Raw records:
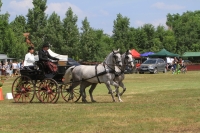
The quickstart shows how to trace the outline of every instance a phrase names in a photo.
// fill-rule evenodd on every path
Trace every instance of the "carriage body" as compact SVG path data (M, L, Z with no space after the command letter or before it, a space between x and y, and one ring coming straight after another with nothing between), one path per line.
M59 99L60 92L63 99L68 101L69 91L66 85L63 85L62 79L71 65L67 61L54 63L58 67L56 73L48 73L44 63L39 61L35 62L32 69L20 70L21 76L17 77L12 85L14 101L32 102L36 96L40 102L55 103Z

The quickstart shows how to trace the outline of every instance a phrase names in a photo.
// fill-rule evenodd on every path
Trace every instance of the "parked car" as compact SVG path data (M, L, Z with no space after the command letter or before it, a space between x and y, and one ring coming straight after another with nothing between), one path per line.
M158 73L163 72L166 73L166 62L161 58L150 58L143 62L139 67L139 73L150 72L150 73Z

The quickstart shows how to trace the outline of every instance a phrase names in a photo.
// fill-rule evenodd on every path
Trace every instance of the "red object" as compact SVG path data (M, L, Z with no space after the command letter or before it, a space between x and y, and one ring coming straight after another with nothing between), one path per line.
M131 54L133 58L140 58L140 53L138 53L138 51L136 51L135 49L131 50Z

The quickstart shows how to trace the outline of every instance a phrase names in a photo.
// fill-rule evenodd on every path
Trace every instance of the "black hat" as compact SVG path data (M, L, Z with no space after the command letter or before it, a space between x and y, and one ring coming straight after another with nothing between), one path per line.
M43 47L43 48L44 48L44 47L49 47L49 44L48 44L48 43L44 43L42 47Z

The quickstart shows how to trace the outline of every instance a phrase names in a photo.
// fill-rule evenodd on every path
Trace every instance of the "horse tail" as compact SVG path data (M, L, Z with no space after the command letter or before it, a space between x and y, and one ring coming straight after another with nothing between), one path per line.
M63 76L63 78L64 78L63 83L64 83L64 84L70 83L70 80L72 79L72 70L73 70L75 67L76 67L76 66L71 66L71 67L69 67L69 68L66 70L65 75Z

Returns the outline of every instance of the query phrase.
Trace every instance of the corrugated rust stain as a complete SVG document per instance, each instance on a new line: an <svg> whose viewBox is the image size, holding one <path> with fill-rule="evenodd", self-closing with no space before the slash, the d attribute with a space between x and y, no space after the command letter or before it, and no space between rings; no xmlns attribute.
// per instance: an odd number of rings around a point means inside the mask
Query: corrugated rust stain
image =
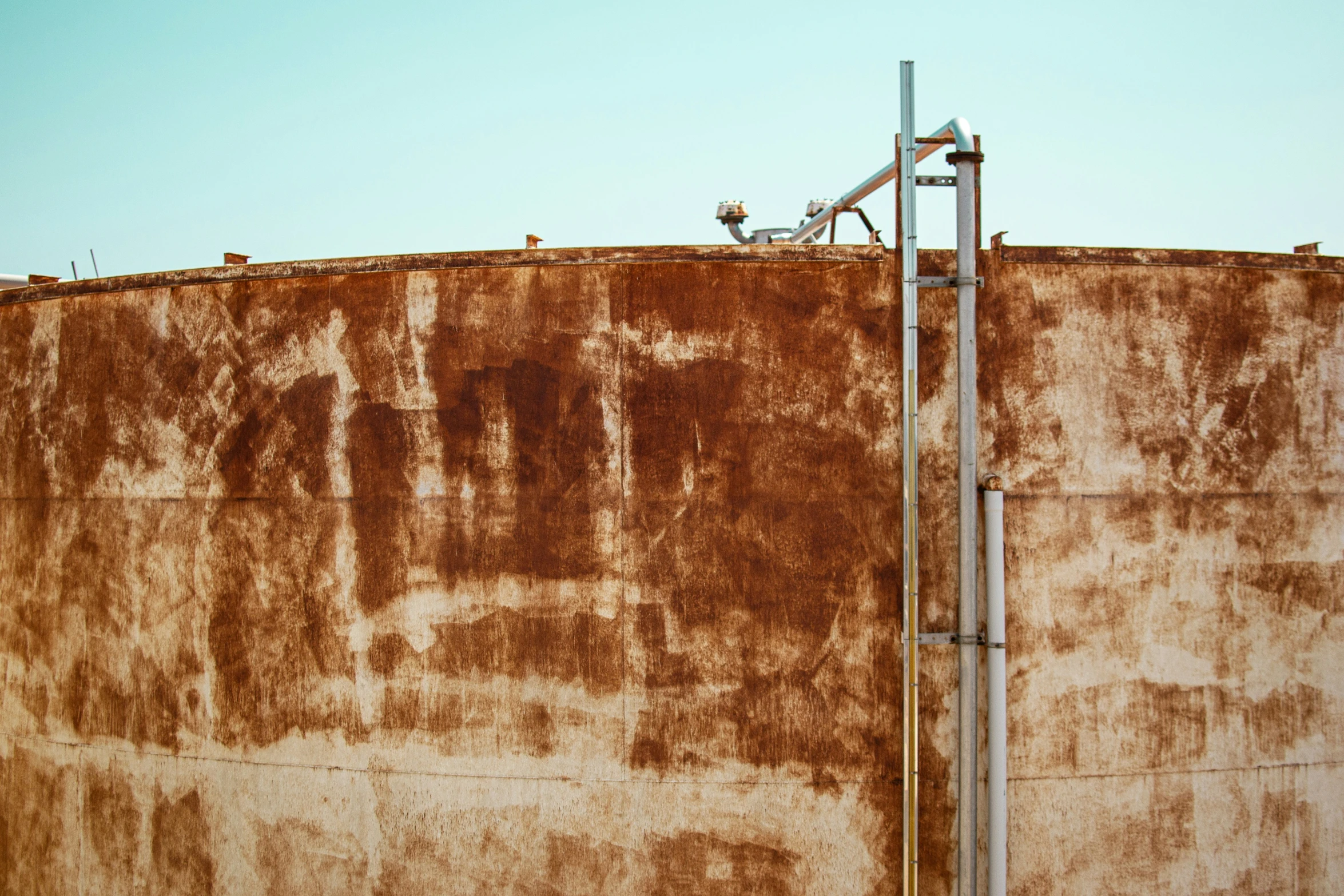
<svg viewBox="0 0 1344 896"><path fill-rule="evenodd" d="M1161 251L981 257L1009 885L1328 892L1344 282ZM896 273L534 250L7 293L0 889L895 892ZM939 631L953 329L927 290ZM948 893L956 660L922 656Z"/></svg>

To do: Please transcribe the material word for word, starting at its beginning and going on through the line with "M131 54L133 58L140", both ends included. Leave the pictures out of your answer.

Solution below:
The quickstart shows how to trace the outline of every instance a phrase names in a photo.
// fill-rule evenodd on every path
Trace every instance of the "carriage body" as compact SVG path data (M, L, Z with no space after the command letter or before it, a space between x and y, and one ring coming straight after another with nothing between), one path per line.
M59 99L60 92L63 99L68 101L69 91L66 85L63 85L62 79L71 65L67 61L54 63L58 67L56 73L48 73L44 63L39 61L35 62L32 69L20 70L21 76L17 77L12 85L14 101L32 102L36 96L40 102L55 103Z

The quickstart shows how to trace the outline of every instance a phrase names in a photo.
// fill-rule evenodd on every path
Trace every instance of the "parked car" as compact SVG path data (M, L, Z with no space after the command letter or before it, a space between x and y, and one ring coming straight after another with nothing between), one path per line.
M158 73L163 72L166 73L166 62L161 58L150 58L143 62L139 67L139 73L150 72L150 73Z

The quickstart shows how to trace the outline of every instance a phrase names in a photo.
// fill-rule evenodd on every path
Trace every instance of the "red object" as compact SVG path data (M, L, Z with no space after the command letter or before it, a space between x and y, and one ring coming straight after another with nothing between), one path per line.
M131 54L133 58L140 58L140 53L138 53L138 51L136 51L135 49L131 50Z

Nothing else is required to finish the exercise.